> [Task goal]: With the pictures omitted, write out the entries that follow exactly as they stand.

> [Records shown]:
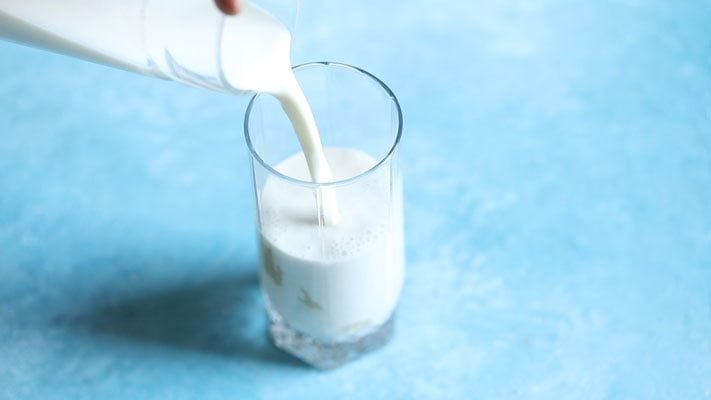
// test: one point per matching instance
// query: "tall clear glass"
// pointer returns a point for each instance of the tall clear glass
(331, 290)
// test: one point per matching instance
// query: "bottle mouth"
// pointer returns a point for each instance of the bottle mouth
(378, 165)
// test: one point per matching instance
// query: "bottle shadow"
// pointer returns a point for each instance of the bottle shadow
(222, 316)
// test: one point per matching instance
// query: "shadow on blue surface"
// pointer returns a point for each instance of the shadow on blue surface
(222, 317)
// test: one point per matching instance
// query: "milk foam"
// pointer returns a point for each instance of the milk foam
(332, 281)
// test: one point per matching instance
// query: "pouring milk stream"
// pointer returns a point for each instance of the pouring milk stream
(193, 43)
(197, 45)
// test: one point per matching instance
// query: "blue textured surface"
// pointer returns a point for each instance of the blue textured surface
(558, 184)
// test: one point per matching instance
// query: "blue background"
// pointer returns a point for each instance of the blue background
(558, 182)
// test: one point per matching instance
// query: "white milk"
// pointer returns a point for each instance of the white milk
(191, 42)
(342, 281)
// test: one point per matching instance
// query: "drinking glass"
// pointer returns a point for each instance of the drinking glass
(330, 289)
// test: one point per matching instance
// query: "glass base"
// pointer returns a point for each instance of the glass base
(328, 355)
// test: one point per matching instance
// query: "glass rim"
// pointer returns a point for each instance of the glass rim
(316, 64)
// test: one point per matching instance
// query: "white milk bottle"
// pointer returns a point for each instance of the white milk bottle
(189, 41)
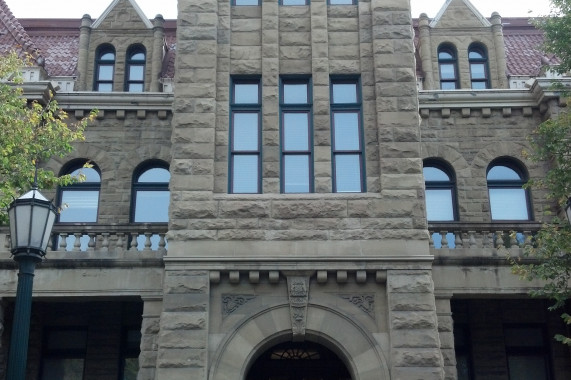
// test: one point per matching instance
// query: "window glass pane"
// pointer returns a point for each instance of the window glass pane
(500, 172)
(104, 87)
(478, 71)
(439, 205)
(105, 72)
(246, 93)
(448, 85)
(152, 206)
(245, 131)
(91, 175)
(295, 93)
(81, 206)
(62, 369)
(526, 367)
(155, 175)
(296, 131)
(296, 174)
(508, 204)
(346, 130)
(347, 173)
(447, 71)
(245, 174)
(344, 93)
(434, 174)
(136, 72)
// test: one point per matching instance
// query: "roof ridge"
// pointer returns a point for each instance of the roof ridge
(21, 37)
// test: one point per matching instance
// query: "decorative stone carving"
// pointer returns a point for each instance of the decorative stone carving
(298, 291)
(365, 302)
(232, 302)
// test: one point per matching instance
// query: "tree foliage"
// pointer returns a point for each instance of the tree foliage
(551, 143)
(30, 133)
(557, 29)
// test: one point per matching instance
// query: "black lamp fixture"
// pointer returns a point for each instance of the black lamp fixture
(31, 220)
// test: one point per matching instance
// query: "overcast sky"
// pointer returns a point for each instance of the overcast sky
(77, 8)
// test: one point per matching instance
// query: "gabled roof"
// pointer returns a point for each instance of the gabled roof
(12, 35)
(451, 9)
(114, 4)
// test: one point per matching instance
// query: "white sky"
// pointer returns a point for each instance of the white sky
(77, 8)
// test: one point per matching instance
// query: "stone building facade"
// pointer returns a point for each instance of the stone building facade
(302, 239)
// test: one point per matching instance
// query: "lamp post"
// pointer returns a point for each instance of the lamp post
(31, 220)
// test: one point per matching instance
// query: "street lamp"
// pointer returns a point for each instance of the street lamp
(32, 217)
(568, 209)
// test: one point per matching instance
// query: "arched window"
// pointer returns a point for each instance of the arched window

> [In response]:
// test: one point per matching instance
// query: "tall clear glass"
// pointer returns a point for each instance of the tall clear glass
(331, 290)
// test: one point per matching instance
// query: "bottle mouth"
// pointer returns a point for each instance of the bottle mouth
(378, 165)
// test: one point per matching instance
// query: "bottle shadow"
// pointer returns a point for each instance of the bottle shadow
(222, 316)
// test: one point per matching instance
// query: "shadow on blue surface"
// pointer returns a point for each instance of the shadow on blue surface
(222, 317)
// test: one point per matching instance
// query: "milk foam"
// pointer returns a point for each instance of the milk foam
(332, 281)
// test: one point per matching instance
// query: "pouring milk stream"
// pointer returns a point for each instance of the pouring milk stream
(193, 43)
(197, 45)
// test: one point per matching instance
// query: "blue textured surface"
// pointer returns a point for each instance of the blue textured surface
(558, 184)
// test: one point per matching instance
// query: "blue background"
// pointer returns a point for each instance of the blue background
(558, 182)
// test: one point per matching instance
// query: "white milk"
// pointer returns a point for each instance of the white milk
(191, 42)
(342, 281)
// test: one point per matching instance
// query: "drinking glass"
// pointer returns a point for each instance of the drinking glass
(330, 289)
// test: one point per matching instance
// query: "glass base"
// pointer returns a point for each instance of the glass base
(328, 355)
// test: one point per matching instance
// query: "glass rim"
// pointer returns a point for each instance of the glass rim
(316, 64)
// test: one point per matching instance
// query: "white milk bottle"
// pointer returns a point for each instance of the white milk bottle
(189, 41)
// test: one point per matching instance
// query: "window glass pane"
// pointer returns a point for each instance of the window glass pane
(500, 172)
(104, 87)
(478, 71)
(439, 205)
(105, 72)
(246, 93)
(448, 85)
(152, 206)
(245, 131)
(91, 175)
(295, 93)
(81, 206)
(62, 369)
(526, 367)
(155, 175)
(296, 131)
(296, 174)
(508, 204)
(346, 130)
(347, 173)
(447, 71)
(245, 174)
(344, 93)
(434, 174)
(136, 72)
// test: one point per matching instance
// query: "roof ridge"
// pointer returns a point for each instance of the roof ridge
(21, 37)
// test: one point per matching instance
// query: "decorative stone carving"
// pointer returns a point for each instance of the decorative stone carving
(298, 291)
(365, 302)
(232, 302)
// test: one point per matching instance
// query: "tree foliage"
// pointer returns a point for each instance of the tree foliage
(551, 143)
(30, 133)
(557, 29)
// test: one point per matching instance
// query: "black lamp fixture"
// pointer returns a point for each instance of the black lamp fixture
(31, 220)
// test: one point per matching instance
// query: "overcast sky"
// pointer returns a point for each instance of the overcast sky
(77, 8)
// test: one point per matching instance
// query: "gabled roof"
// pointer returns a point for each instance of the gabled roof
(12, 35)
(451, 9)
(114, 4)
// test: one point per matching instance
// query: "white sky"
// pointer returns a point for each instance of the white sky
(77, 8)
// test: one point per matching instance
// query: "stone building facade"
// pointer returns a point for each instance of the stone building facade
(302, 239)
// test: one point per matching instance
// query: "lamp post"
// pointer returns a point for each instance of the lamp post
(31, 220)
// test: one point per matching instance
// query: "street lamp"
// pointer returns a point for each instance of the street lamp
(32, 217)
(568, 209)
// test: one point per matching instance
// query: "arched window"
// pointer returns a point for each instance of the arched window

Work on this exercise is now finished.